PROBLEM DESCRIPTION:
Make a verbatim transcription of the records, without the pictures.

DATA SUPPLIED:
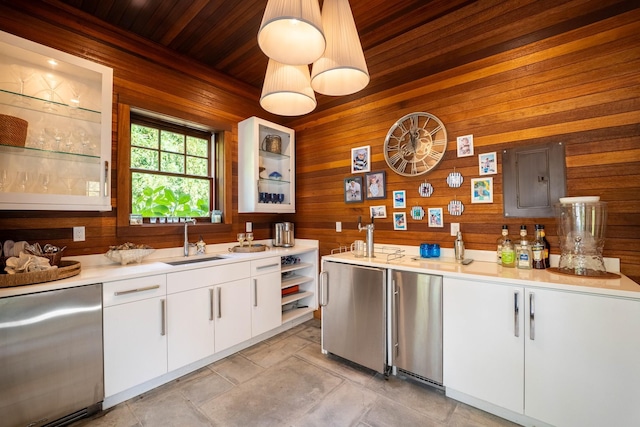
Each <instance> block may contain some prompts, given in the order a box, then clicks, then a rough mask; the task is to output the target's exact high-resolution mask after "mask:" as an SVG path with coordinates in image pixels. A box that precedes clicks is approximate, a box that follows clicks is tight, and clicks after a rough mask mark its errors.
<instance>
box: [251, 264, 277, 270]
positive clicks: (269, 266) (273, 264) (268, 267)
mask: <svg viewBox="0 0 640 427" xmlns="http://www.w3.org/2000/svg"><path fill="white" fill-rule="evenodd" d="M273 267H280V264H278V263H275V264H267V265H260V266H258V267H256V270H264V269H265V268H273Z"/></svg>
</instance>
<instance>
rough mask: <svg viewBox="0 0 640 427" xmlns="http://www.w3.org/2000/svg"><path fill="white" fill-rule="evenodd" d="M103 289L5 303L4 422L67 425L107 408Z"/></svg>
mask: <svg viewBox="0 0 640 427" xmlns="http://www.w3.org/2000/svg"><path fill="white" fill-rule="evenodd" d="M102 358H103V354H102V285H101V284H95V285H88V286H79V287H75V288H69V289H61V290H56V291H49V292H41V293H34V294H28V295H20V296H14V297H7V298H0V420H2V421H0V423H1V424H2V425H3V426H7V427H14V426H16V427H17V426H33V427H36V426H41V425H45V424H48V425H56V426H57V425H64V424H67V423H70V422H72V421H75V420H77V419H79V418H81V417H84V416H86V415H88V414H90V413H92V412H95V411H97V410H100V409H101V402H102V400H103V399H104V380H103V366H102V365H103V363H102V360H103V359H102Z"/></svg>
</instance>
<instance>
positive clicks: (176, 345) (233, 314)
mask: <svg viewBox="0 0 640 427" xmlns="http://www.w3.org/2000/svg"><path fill="white" fill-rule="evenodd" d="M167 293H168V295H167V312H168V313H167V319H168V324H167V334H168V366H169V371H172V370H175V369H178V368H180V367H182V366H186V365H188V364H190V363H193V362H196V361H198V360H201V359H204V358H205V357H208V356H211V355H212V354H214V353H215V352H218V351H221V350H224V349H226V348H229V347H231V346H233V345H235V344H237V343H240V342H242V341H244V340H247V339H249V338H251V323H250V322H251V318H250V316H251V313H250V308H249V263H248V262H243V263H235V264H225V265H220V266H215V267H206V268H197V269H192V270H187V271H181V272H176V273H169V274H167Z"/></svg>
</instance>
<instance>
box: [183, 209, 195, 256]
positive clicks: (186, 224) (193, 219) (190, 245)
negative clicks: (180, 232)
mask: <svg viewBox="0 0 640 427" xmlns="http://www.w3.org/2000/svg"><path fill="white" fill-rule="evenodd" d="M189 223H191V224H195V223H196V220H195V218H192V219H187V220H185V222H184V256H189V247H190V246H192V244H191V243H189V233H188V232H187V229H188V228H189Z"/></svg>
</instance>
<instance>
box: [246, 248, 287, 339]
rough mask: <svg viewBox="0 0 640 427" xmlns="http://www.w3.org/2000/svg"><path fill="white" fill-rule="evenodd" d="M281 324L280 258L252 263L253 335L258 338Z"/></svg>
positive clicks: (265, 259) (264, 258)
mask: <svg viewBox="0 0 640 427" xmlns="http://www.w3.org/2000/svg"><path fill="white" fill-rule="evenodd" d="M281 324H282V312H281V310H280V257H270V258H263V259H259V260H256V261H251V335H252V336H254V337H255V336H258V335H260V334H262V333H264V332H267V331H270V330H272V329H275V328H277V327H279V326H280V325H281Z"/></svg>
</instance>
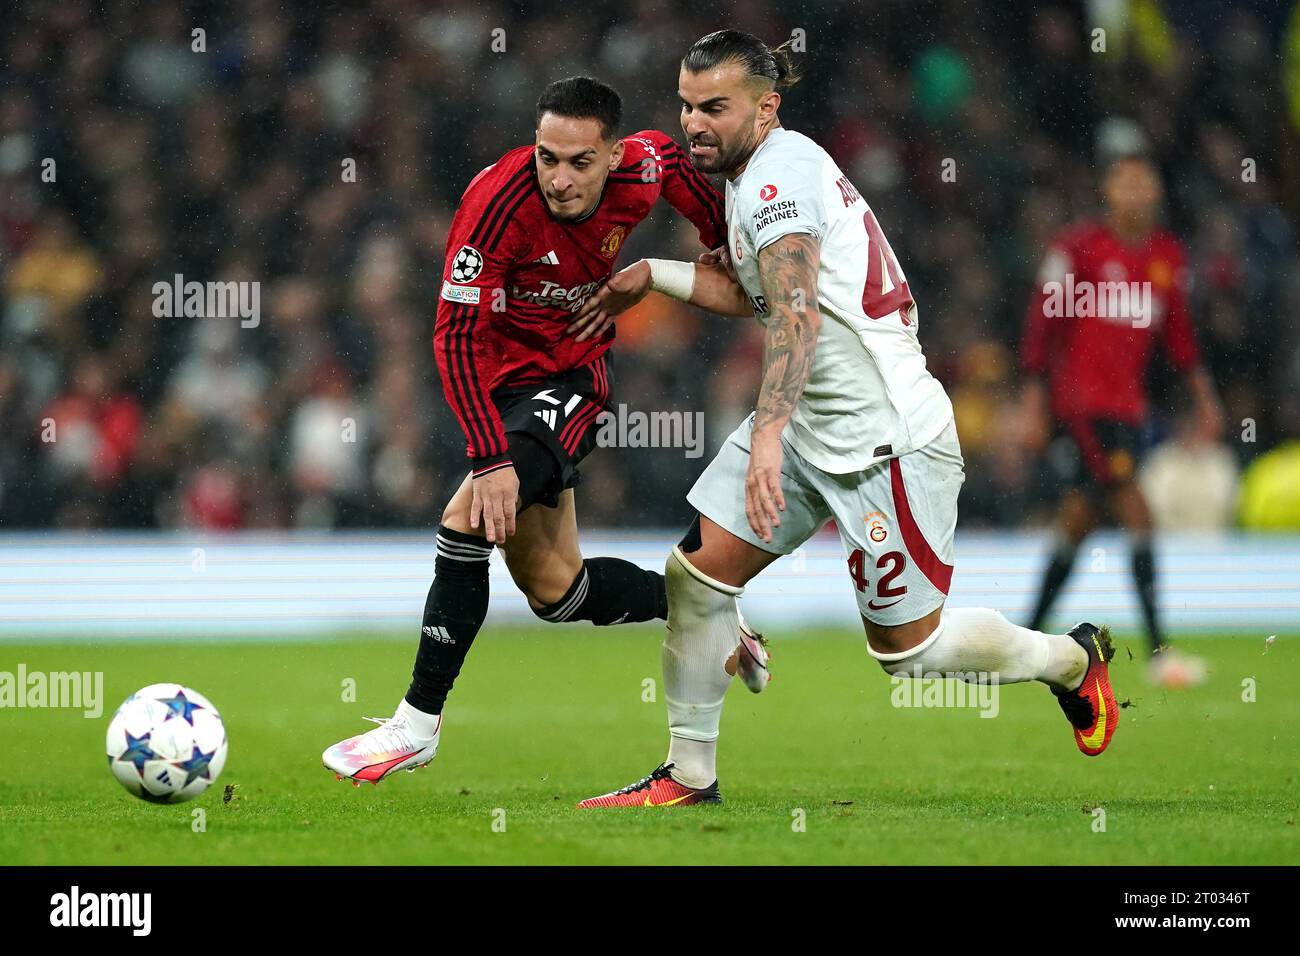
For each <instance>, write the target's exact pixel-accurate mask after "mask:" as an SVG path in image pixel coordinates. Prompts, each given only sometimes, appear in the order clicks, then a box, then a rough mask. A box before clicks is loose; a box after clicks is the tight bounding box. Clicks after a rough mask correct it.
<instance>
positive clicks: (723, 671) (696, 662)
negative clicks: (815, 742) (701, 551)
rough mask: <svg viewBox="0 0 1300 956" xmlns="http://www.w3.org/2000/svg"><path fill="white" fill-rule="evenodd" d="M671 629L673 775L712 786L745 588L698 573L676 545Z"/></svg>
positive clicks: (671, 694)
mask: <svg viewBox="0 0 1300 956" xmlns="http://www.w3.org/2000/svg"><path fill="white" fill-rule="evenodd" d="M664 575H666V578H667V588H668V633H667V636H666V637H664V641H663V696H664V700H666V702H667V705H668V732H669V734H671V737H669V747H668V761H669V762H672V763H675V766H673V770H672V777H673V779H676V780H677V782H679V783H681V784H682V786H686V787H697V788H698V787H707V786H708V784H711V783H712V782H714V780H715V779H716V778H718V775H716V773H715V761H714V754H715V752H716V749H718V748H716V741H718V728H719V726H720V724H722V718H723V698H724V697H725V696H727V687H728V685H729V684H731V675H729V674H728V672H727V669H725V666H727V658H728V657H731V653H732V652H733V650H735V649H736V644H737V643H738V641H740V613H738V610H737V606H736V598H737V597H738V596H740V593H741V592H742V591H744V588H733V587H731V585H728V584H723V583H722V581H715V580H712V579H711V578H708V576H707V575H703V574H701V572H699V571H697V570H695V568H694V567H693V566H692V564H690V561H689V559H688V558H686V555H684V554H682V553H681V550H680V549H677V548H673V549H672V554H669V555H668V563H667V566H666V567H664Z"/></svg>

RESPONSE:
Each <instance> block may contain some prompts, given in the order a box, then clicks, then a rough mask; the task is to output the target's exact high-resolution mask after "mask:" as an SVG path with coordinates in image pixels. A box that precedes clicks is approximate, a box that follows clicks is tight, and clicks after a rough mask mark its errors.
<instance>
box: [251, 264, 277, 270]
positive clicks: (269, 266) (273, 264) (268, 267)
mask: <svg viewBox="0 0 640 427" xmlns="http://www.w3.org/2000/svg"><path fill="white" fill-rule="evenodd" d="M273 267H280V264H278V263H275V264H267V265H260V266H258V267H256V270H264V269H265V268H273Z"/></svg>
</instance>
<instance>
rough mask: <svg viewBox="0 0 640 427" xmlns="http://www.w3.org/2000/svg"><path fill="white" fill-rule="evenodd" d="M103 289L5 303L4 422L67 425L107 408Z"/></svg>
mask: <svg viewBox="0 0 640 427" xmlns="http://www.w3.org/2000/svg"><path fill="white" fill-rule="evenodd" d="M102 358H103V354H102V285H101V284H95V285H88V286H79V287H75V288H69V289H61V290H56V291H49V292H41V293H34V294H28V295H20V296H14V297H7V298H0V420H2V421H0V423H1V424H2V425H3V426H7V427H14V426H16V427H17V426H33V427H36V426H41V425H45V424H48V425H56V426H57V425H64V424H67V423H70V422H72V421H75V420H77V419H79V418H81V417H84V416H86V415H88V414H90V413H92V412H95V411H97V410H100V409H101V402H102V400H103V399H104V380H103V366H102V365H103V363H102V360H103V359H102Z"/></svg>
</instance>
<instance>
positive clicks: (176, 345) (233, 314)
mask: <svg viewBox="0 0 640 427" xmlns="http://www.w3.org/2000/svg"><path fill="white" fill-rule="evenodd" d="M167 293H168V295H167V312H168V313H167V319H168V324H167V334H168V366H169V371H172V370H175V369H178V368H180V367H182V366H186V365H188V364H190V363H193V362H196V361H198V360H201V359H204V358H205V357H208V356H211V355H212V354H214V353H215V352H218V351H221V350H224V349H226V348H229V347H231V346H233V345H235V344H237V343H240V342H242V341H244V340H247V339H249V338H251V323H250V322H251V318H250V316H251V313H250V308H249V263H248V262H243V263H235V264H225V265H220V266H215V267H206V268H197V269H192V270H187V271H181V272H176V273H169V274H167Z"/></svg>
</instance>
<instance>
box: [183, 209, 195, 256]
positive clicks: (186, 224) (193, 219) (190, 245)
negative clicks: (180, 232)
mask: <svg viewBox="0 0 640 427" xmlns="http://www.w3.org/2000/svg"><path fill="white" fill-rule="evenodd" d="M189 223H191V224H195V223H196V220H195V218H192V219H187V220H185V222H184V256H189V247H190V246H192V244H191V243H189V233H188V232H187V229H188V228H189Z"/></svg>
</instance>
<instance>
box: [246, 248, 287, 339]
rough mask: <svg viewBox="0 0 640 427" xmlns="http://www.w3.org/2000/svg"><path fill="white" fill-rule="evenodd" d="M281 324L280 258L252 263L253 335L258 338Z"/></svg>
positive clicks: (265, 259) (264, 258)
mask: <svg viewBox="0 0 640 427" xmlns="http://www.w3.org/2000/svg"><path fill="white" fill-rule="evenodd" d="M281 324H282V312H281V310H280V257H270V258H263V259H259V260H256V261H251V335H252V336H254V337H255V336H258V335H260V334H262V333H264V332H267V331H270V330H272V329H275V328H277V327H279V326H280V325H281Z"/></svg>
</instance>
For each <instance>, write the target's exact pixel-accurate mask after "mask:" as an SVG path in image pixel coordinates. Prompts, each given only sometimes, appear in the order clicks, then a box, then a rough mask. A box before clicks is loose; a box after clicks is the tight bounding box. Clicks after a rough mask correct it.
<instance>
positive clicks: (723, 671) (696, 662)
negative clicks: (815, 742) (701, 551)
rough mask: <svg viewBox="0 0 1300 956" xmlns="http://www.w3.org/2000/svg"><path fill="white" fill-rule="evenodd" d="M671 629L673 775L712 786L745 588L698 573L676 545Z"/></svg>
positive clicks: (671, 694)
mask: <svg viewBox="0 0 1300 956" xmlns="http://www.w3.org/2000/svg"><path fill="white" fill-rule="evenodd" d="M664 575H666V578H667V588H668V633H667V636H666V637H664V641H663V696H664V700H666V702H667V705H668V732H669V734H671V737H669V747H668V761H669V762H672V763H675V766H673V770H672V777H673V779H676V780H677V782H679V783H681V784H682V786H686V787H697V788H698V787H707V786H708V784H711V783H712V782H714V780H715V779H716V778H718V775H716V773H715V761H714V754H715V752H716V749H718V748H716V741H718V728H719V726H720V724H722V718H723V698H724V697H725V696H727V687H728V685H729V684H731V675H729V674H728V672H727V669H725V666H727V658H728V657H731V653H732V652H733V650H735V649H736V644H737V643H738V641H740V613H738V610H737V606H736V598H737V597H738V596H740V593H741V592H742V591H744V588H733V587H731V585H728V584H723V583H722V581H715V580H712V579H711V578H708V576H707V575H703V574H701V572H699V571H697V570H695V568H694V567H693V566H692V564H690V561H689V559H688V558H686V555H684V554H682V553H681V550H680V549H677V548H673V549H672V554H669V555H668V563H667V566H666V567H664Z"/></svg>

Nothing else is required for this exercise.